> [Assignment] Retype the entries below exactly, but begin at the line containing "Exercise. Point out the thin" and end at the last line.

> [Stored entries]
—————

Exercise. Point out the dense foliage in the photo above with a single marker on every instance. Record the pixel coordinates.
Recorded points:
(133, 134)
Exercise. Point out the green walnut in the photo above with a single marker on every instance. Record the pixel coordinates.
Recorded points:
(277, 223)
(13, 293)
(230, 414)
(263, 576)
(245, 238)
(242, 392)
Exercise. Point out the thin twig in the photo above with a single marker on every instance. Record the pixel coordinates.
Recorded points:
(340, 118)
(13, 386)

—————

> [Task result]
Exercise. Point out the thin twig in the photo above with a single marker on every instance. Record the pixel coordinates.
Recorded points:
(340, 118)
(13, 386)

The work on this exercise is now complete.